WORK INSTRUCTIONS: Nothing but the images should be left out when the entries are restated word for word.

Records from a data collection:
◇ ◇ ◇ ◇ ◇ ◇ ◇
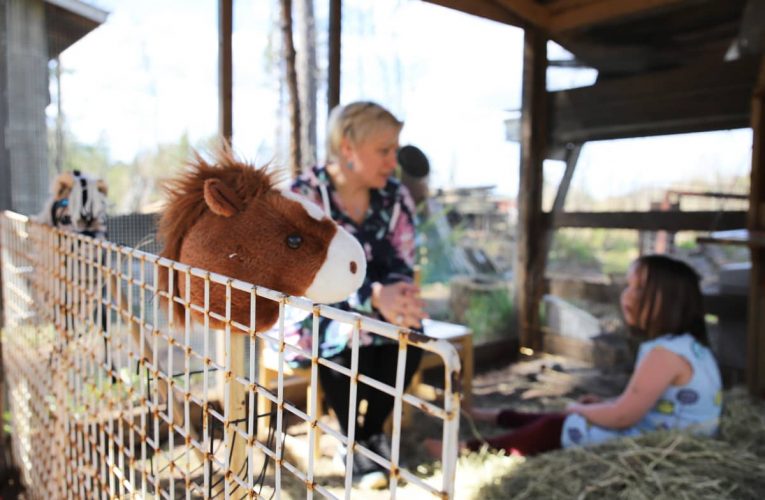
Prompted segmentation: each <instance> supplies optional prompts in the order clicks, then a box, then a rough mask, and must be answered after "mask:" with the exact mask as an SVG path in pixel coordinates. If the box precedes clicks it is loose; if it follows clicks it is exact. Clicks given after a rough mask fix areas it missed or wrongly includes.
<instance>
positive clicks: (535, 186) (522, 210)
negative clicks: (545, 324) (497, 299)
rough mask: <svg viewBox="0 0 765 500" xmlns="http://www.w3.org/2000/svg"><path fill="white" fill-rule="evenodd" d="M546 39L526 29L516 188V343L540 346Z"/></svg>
mask: <svg viewBox="0 0 765 500" xmlns="http://www.w3.org/2000/svg"><path fill="white" fill-rule="evenodd" d="M546 73H547V39H546V38H545V36H544V35H543V33H542V32H541V31H538V30H535V29H527V30H526V32H525V35H524V48H523V97H522V116H521V166H520V183H519V187H518V232H517V245H518V251H517V263H516V273H515V276H516V278H515V283H516V304H517V311H518V329H519V334H520V344H521V346H522V347H528V348H531V349H533V350H539V349H541V348H542V334H541V331H540V329H539V301H540V299H541V293H542V284H543V278H544V258H543V257H542V250H543V247H544V242H545V230H544V226H543V214H542V179H543V171H542V166H543V162H544V159H545V154H546V148H547V132H548V128H547V89H546V81H547V76H546Z"/></svg>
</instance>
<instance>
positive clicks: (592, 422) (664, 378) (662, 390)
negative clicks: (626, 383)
mask: <svg viewBox="0 0 765 500" xmlns="http://www.w3.org/2000/svg"><path fill="white" fill-rule="evenodd" d="M688 369H690V364H689V363H688V361H686V360H685V359H684V358H683V357H682V356H680V355H678V354H675V353H674V352H672V351H669V350H667V349H664V348H663V347H655V348H653V349H651V351H650V352H649V353H648V354H647V355H646V356H645V358H643V360H642V361H641V362H640V364H639V365H638V367H637V369H636V370H635V372H634V373H633V374H632V377H631V378H630V381H629V384H627V388H626V389H625V390H624V392H623V393H622V394H621V395H620V396H619V397H618V398H616V399H615V400H613V401H608V402H604V403H597V404H573V405H570V406H569V407H568V409H567V410H568V412H569V413H578V414H580V415H581V416H583V417H584V418H586V419H587V421H588V422H590V423H593V424H595V425H599V426H601V427H609V428H612V429H623V428H626V427H630V426H632V425H635V424H636V423H637V422H639V421H640V419H641V418H643V417H644V416H645V414H646V413H648V411H649V410H650V409H651V408H653V407H654V405H655V404H656V401H658V399H659V397H661V395H662V394H663V393H664V391H665V390H666V389H667V388H668V387H669V386H670V385H671V384H673V383H675V381H676V380H677V379H678V378H679V377H680V376H681V375H683V374H684V373H685V371H687V370H688Z"/></svg>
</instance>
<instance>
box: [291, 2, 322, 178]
mask: <svg viewBox="0 0 765 500" xmlns="http://www.w3.org/2000/svg"><path fill="white" fill-rule="evenodd" d="M296 11H297V17H296V19H295V21H296V24H297V38H296V40H295V42H296V44H297V75H298V86H299V89H298V90H299V92H300V120H301V130H300V153H301V159H302V160H303V166H309V165H314V164H316V156H317V153H316V85H317V84H316V81H317V75H316V73H317V67H316V19H315V16H314V8H313V0H297V5H296Z"/></svg>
◇ ◇ ◇ ◇ ◇ ◇ ◇
EXERCISE OUTPUT:
Prompted segmentation: each <instance> supplies optional prompts in the order clicks, then a box, then a rough mask, and must be answered after "mask:" with the exact mask as an SVG path in pixel coordinates. If the box precedes clicks it is loose; if it follows clicks it is exact. Clicks given after a rough mask fix areas it missed or wrongly includes.
<instance>
positive clicks: (535, 186) (522, 210)
negative clicks: (545, 324) (497, 299)
rough mask: <svg viewBox="0 0 765 500" xmlns="http://www.w3.org/2000/svg"><path fill="white" fill-rule="evenodd" d="M546 39L526 29L516 188V343L540 346Z"/></svg>
mask: <svg viewBox="0 0 765 500" xmlns="http://www.w3.org/2000/svg"><path fill="white" fill-rule="evenodd" d="M546 73H547V39H546V38H545V36H544V35H543V33H542V32H541V31H538V30H535V29H527V30H526V32H525V35H524V48H523V97H522V116H521V166H520V183H519V187H518V232H517V245H518V251H517V263H516V273H515V276H516V278H515V283H516V304H517V311H518V329H519V334H520V344H521V346H522V347H528V348H531V349H533V350H539V349H541V348H542V334H541V331H540V329H539V301H540V299H541V293H542V284H543V278H544V258H543V257H542V250H543V247H544V242H545V230H544V226H543V214H542V179H543V171H542V166H543V162H544V159H545V154H546V148H547V132H548V128H547V89H546V81H547V76H546Z"/></svg>
</instance>
<instance>
positive clicks: (592, 422) (664, 378) (662, 390)
negative clicks: (626, 383)
mask: <svg viewBox="0 0 765 500" xmlns="http://www.w3.org/2000/svg"><path fill="white" fill-rule="evenodd" d="M688 369H690V364H689V363H688V361H686V360H685V359H684V358H683V357H682V356H680V355H678V354H675V353H674V352H672V351H669V350H667V349H664V348H663V347H655V348H653V349H651V351H650V352H649V353H648V354H647V355H646V356H645V358H643V360H642V361H641V362H640V364H639V365H638V367H637V369H636V370H635V372H634V373H633V374H632V377H631V378H630V381H629V384H627V388H626V389H625V390H624V392H623V393H622V394H621V395H620V396H619V397H618V398H616V399H615V400H613V401H608V402H604V403H597V404H573V405H570V406H569V407H568V409H567V410H568V412H569V413H578V414H580V415H581V416H583V417H584V418H586V419H587V421H588V422H590V423H593V424H595V425H599V426H601V427H609V428H612V429H623V428H626V427H630V426H632V425H635V424H636V423H637V422H639V421H640V419H641V418H643V417H644V416H645V414H646V413H648V411H649V410H650V409H651V408H653V407H654V405H655V404H656V401H658V399H659V397H661V395H662V394H663V393H664V391H665V390H666V389H667V388H668V387H669V386H670V385H671V384H673V383H675V381H676V380H677V379H678V378H679V377H680V376H681V375H683V374H684V373H685V371H687V370H688Z"/></svg>
</instance>
<instance>
box: [291, 2, 322, 178]
mask: <svg viewBox="0 0 765 500" xmlns="http://www.w3.org/2000/svg"><path fill="white" fill-rule="evenodd" d="M296 11H297V17H296V19H295V21H296V24H297V38H296V40H295V42H296V44H297V75H298V86H299V89H298V90H299V92H300V120H301V130H300V153H301V159H302V160H303V166H309V165H314V164H316V156H317V153H316V85H317V84H316V81H317V75H316V73H317V67H316V19H315V16H314V8H313V0H297V5H296Z"/></svg>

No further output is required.